_AIM_
Copy out, without any changes, the part of the records that opens with the line containing "the dark jacket" and closes with the line containing "x=190, y=216".

[Extracted data entries]

++++++++++++++++++++

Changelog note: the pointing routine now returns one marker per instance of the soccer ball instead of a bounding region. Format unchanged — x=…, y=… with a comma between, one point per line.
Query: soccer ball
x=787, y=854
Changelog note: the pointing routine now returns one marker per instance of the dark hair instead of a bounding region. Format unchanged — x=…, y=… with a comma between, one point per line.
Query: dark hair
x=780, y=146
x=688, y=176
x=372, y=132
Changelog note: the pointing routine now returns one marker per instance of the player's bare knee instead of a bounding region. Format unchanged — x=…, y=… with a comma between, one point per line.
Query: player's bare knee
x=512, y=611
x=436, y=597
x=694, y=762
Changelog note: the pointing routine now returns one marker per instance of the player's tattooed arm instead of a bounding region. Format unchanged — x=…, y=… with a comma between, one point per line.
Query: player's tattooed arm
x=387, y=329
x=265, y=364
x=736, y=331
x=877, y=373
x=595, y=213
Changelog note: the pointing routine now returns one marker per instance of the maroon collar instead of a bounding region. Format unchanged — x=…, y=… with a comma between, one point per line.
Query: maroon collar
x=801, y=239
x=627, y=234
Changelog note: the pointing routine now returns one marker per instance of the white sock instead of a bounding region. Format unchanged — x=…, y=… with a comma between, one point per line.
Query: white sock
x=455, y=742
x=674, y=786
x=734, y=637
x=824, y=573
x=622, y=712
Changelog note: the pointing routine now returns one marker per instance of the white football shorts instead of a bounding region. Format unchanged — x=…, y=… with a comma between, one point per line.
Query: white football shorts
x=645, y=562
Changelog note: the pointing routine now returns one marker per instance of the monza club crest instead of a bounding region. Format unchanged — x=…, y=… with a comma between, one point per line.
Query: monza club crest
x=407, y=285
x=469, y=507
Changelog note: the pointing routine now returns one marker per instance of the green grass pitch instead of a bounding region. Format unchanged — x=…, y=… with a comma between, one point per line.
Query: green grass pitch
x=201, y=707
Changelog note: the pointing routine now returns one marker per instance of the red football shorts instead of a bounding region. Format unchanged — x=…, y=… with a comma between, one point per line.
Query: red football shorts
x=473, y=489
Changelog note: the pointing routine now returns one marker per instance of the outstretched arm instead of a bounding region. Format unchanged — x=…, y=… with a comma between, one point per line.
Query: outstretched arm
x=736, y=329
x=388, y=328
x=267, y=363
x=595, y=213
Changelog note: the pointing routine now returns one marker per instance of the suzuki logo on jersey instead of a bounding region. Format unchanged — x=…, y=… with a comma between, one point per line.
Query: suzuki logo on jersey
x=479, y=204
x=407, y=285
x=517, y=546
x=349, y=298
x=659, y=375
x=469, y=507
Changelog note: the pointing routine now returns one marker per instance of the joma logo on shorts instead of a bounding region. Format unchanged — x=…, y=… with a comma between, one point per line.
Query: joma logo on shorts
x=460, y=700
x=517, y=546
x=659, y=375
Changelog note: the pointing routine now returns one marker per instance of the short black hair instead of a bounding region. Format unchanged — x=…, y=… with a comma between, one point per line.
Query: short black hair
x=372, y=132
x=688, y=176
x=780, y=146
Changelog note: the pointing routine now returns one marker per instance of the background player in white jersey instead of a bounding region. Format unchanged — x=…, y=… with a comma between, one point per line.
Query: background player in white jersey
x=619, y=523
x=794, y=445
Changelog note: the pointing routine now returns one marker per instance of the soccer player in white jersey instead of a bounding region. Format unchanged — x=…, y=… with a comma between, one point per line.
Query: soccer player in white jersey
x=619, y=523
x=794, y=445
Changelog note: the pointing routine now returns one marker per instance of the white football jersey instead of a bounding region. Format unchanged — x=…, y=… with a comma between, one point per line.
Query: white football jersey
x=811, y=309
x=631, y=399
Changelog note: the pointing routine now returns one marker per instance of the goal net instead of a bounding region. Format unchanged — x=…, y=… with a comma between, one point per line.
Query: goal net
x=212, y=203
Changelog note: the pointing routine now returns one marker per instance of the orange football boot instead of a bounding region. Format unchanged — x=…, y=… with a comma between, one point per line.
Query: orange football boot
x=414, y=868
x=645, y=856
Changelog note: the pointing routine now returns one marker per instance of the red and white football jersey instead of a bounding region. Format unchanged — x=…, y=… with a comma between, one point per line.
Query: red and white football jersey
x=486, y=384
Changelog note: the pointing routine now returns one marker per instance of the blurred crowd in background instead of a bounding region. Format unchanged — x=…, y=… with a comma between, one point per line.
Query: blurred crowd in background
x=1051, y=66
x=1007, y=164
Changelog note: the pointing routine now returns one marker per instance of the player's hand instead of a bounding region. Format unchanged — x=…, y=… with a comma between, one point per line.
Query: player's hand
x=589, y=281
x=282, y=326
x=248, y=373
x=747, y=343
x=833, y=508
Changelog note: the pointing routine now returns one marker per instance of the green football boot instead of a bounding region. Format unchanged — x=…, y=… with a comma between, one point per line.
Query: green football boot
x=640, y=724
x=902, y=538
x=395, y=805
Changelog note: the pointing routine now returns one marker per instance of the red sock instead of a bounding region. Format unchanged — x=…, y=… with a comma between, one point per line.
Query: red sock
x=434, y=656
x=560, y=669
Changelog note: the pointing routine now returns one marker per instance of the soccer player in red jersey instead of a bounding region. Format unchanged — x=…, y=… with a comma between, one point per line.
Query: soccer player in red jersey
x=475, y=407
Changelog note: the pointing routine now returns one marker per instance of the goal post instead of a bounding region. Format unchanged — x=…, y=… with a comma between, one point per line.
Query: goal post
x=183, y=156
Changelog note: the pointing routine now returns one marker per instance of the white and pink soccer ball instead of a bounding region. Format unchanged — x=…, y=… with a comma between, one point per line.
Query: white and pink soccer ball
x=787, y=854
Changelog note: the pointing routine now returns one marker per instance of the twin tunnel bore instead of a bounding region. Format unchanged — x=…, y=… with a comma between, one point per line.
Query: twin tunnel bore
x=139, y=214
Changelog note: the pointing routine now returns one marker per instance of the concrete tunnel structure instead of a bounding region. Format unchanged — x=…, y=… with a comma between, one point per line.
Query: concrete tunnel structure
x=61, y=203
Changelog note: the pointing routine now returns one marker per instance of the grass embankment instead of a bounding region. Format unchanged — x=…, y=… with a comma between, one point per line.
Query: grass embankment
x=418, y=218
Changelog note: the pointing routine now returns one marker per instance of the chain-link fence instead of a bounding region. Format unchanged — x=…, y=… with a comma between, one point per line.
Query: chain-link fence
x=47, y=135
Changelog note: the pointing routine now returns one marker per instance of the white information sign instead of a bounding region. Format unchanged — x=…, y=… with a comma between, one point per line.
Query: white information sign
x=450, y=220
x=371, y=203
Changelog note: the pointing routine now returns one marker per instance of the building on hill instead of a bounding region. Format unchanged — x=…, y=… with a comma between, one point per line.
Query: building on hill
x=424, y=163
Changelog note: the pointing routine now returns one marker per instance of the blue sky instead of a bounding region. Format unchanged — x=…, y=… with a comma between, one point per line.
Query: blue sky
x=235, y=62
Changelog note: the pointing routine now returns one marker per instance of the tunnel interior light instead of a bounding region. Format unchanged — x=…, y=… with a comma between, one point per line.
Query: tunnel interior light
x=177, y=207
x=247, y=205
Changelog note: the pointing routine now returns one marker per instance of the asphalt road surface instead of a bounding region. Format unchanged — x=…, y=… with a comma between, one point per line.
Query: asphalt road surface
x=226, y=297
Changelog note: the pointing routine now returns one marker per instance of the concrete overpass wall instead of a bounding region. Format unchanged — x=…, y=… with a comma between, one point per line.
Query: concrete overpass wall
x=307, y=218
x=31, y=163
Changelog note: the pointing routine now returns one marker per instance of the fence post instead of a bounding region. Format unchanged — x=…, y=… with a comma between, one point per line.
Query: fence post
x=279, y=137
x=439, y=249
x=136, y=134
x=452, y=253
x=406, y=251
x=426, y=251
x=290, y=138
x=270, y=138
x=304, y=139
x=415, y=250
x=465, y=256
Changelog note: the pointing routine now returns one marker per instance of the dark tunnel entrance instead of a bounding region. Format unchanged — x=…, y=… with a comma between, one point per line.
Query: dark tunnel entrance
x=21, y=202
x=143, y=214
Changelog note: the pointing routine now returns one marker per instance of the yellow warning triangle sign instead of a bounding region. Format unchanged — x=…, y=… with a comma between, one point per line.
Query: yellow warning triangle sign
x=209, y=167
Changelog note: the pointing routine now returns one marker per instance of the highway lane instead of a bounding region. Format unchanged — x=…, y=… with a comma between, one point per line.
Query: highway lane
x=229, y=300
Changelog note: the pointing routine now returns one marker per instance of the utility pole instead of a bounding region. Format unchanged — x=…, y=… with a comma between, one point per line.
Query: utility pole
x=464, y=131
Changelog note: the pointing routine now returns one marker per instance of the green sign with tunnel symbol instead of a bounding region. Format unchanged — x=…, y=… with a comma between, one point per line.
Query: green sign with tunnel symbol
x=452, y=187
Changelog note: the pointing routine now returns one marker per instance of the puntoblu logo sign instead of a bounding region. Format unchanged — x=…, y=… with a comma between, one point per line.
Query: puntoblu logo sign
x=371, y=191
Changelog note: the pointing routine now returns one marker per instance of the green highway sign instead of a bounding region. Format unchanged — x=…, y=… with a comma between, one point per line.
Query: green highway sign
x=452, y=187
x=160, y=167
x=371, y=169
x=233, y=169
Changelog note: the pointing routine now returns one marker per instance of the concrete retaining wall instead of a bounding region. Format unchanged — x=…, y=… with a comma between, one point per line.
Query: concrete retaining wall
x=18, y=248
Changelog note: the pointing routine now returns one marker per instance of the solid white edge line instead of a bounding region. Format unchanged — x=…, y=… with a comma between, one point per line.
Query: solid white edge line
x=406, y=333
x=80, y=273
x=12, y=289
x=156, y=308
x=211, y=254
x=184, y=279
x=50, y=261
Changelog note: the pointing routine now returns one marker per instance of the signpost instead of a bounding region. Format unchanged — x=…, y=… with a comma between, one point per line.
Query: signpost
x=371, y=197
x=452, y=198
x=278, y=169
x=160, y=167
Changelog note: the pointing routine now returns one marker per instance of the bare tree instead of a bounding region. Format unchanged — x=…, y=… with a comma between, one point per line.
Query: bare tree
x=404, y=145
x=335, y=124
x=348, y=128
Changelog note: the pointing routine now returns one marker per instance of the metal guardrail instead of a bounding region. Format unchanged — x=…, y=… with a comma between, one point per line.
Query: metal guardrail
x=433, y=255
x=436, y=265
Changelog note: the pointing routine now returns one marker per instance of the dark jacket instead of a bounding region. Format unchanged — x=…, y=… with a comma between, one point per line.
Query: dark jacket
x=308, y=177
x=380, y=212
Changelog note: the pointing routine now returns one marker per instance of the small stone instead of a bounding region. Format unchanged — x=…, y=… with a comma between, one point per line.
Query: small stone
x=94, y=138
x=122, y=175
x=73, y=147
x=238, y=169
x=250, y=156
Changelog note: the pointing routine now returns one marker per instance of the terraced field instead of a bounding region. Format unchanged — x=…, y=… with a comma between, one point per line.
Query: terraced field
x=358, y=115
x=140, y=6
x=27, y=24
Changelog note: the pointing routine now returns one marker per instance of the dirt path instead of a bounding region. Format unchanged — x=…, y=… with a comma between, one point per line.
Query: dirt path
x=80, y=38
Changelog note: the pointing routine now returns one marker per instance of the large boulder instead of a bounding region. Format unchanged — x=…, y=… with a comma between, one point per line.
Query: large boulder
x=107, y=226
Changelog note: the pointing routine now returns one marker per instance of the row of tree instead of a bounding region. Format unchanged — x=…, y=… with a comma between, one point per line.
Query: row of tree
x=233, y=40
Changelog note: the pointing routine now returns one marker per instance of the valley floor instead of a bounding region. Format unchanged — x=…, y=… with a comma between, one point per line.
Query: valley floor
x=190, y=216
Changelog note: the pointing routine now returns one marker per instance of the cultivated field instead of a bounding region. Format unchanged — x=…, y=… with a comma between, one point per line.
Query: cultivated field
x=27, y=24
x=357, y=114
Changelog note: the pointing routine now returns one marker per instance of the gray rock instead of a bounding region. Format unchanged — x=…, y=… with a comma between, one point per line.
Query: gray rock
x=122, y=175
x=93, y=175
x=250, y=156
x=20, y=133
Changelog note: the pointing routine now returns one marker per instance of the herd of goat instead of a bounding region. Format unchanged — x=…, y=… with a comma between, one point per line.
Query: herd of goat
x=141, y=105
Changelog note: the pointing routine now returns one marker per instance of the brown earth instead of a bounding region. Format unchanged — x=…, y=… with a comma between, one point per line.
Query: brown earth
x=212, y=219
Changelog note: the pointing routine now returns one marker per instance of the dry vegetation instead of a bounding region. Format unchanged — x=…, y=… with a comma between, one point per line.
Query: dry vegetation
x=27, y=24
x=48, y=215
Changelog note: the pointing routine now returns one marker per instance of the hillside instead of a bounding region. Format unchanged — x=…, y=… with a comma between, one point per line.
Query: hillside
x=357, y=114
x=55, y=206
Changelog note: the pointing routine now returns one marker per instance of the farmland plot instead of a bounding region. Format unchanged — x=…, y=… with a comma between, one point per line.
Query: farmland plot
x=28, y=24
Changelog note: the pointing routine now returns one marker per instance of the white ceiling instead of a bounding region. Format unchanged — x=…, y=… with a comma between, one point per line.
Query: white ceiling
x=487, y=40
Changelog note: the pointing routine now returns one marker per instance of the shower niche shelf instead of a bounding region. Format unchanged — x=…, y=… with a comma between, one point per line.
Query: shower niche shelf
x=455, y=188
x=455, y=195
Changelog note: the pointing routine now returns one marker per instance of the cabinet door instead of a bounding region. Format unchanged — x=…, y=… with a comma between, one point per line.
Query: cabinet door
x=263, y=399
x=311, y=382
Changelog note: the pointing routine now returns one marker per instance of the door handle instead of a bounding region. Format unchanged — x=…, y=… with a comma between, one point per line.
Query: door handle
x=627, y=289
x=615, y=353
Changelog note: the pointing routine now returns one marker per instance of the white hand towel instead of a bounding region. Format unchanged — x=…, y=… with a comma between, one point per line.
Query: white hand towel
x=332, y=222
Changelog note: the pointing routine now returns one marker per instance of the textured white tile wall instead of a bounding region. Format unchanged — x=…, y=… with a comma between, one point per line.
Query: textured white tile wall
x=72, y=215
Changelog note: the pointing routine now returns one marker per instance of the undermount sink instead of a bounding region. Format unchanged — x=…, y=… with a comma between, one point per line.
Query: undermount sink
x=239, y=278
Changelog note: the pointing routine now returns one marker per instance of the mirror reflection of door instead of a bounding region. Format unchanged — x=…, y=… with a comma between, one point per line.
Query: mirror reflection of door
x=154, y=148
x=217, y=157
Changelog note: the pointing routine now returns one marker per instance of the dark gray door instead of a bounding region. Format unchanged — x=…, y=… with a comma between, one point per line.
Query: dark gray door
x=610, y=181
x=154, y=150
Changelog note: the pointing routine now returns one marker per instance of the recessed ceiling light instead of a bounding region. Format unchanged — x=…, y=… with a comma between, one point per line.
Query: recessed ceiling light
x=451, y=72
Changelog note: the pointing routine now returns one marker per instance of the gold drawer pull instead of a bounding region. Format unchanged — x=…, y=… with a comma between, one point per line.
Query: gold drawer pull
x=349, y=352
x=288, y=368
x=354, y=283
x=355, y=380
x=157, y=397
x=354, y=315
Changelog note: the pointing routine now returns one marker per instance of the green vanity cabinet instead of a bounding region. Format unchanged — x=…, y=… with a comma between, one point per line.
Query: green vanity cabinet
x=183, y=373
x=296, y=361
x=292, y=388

++++++++++++++++++++

_TASK ANSWER_
Changelog note: the pointing routine now returns one marker per instance of the dark jacket instead of a bounding region. Format unchanged — x=…, y=… with a comma between, one point per line.
Query: dark jacket
x=308, y=177
x=380, y=212
Changelog note: the pointing routine now returns one marker per instance of the small stone instead of a bounding region. Format unchanged — x=…, y=… with a comma between, one point per line.
Query: small stone
x=94, y=138
x=122, y=175
x=73, y=147
x=238, y=169
x=250, y=156
Changelog note: the pointing routine now returns one marker per instance of the terraced field instead of a bounding region. Format unchanged — x=…, y=… with a comma between, one point per line.
Query: terraced field
x=358, y=115
x=140, y=6
x=27, y=24
Changelog note: the pointing routine now returns one marker per instance of the dirt path instead of a bounding region. Format unchanged — x=…, y=… with a comma between, one point per line.
Query: dirt path
x=80, y=38
Changelog note: the pointing routine now returns one marker per instance of the large boulder instead of a bounding region. Format unchanged — x=…, y=… with a comma between, one point per line.
Query: large boulder
x=107, y=226
Changelog note: the pointing routine now returns one marker per instance of the row of tree instead of a bounding region. Format unchanged — x=…, y=… with a comma between, one point per line.
Query: row of tree
x=233, y=40
Changelog note: the pointing routine now returns one marker per instance of the valley floor instead of a bounding region. Format unchanged — x=…, y=… with a comma between, one point per line.
Query: valley floor
x=190, y=216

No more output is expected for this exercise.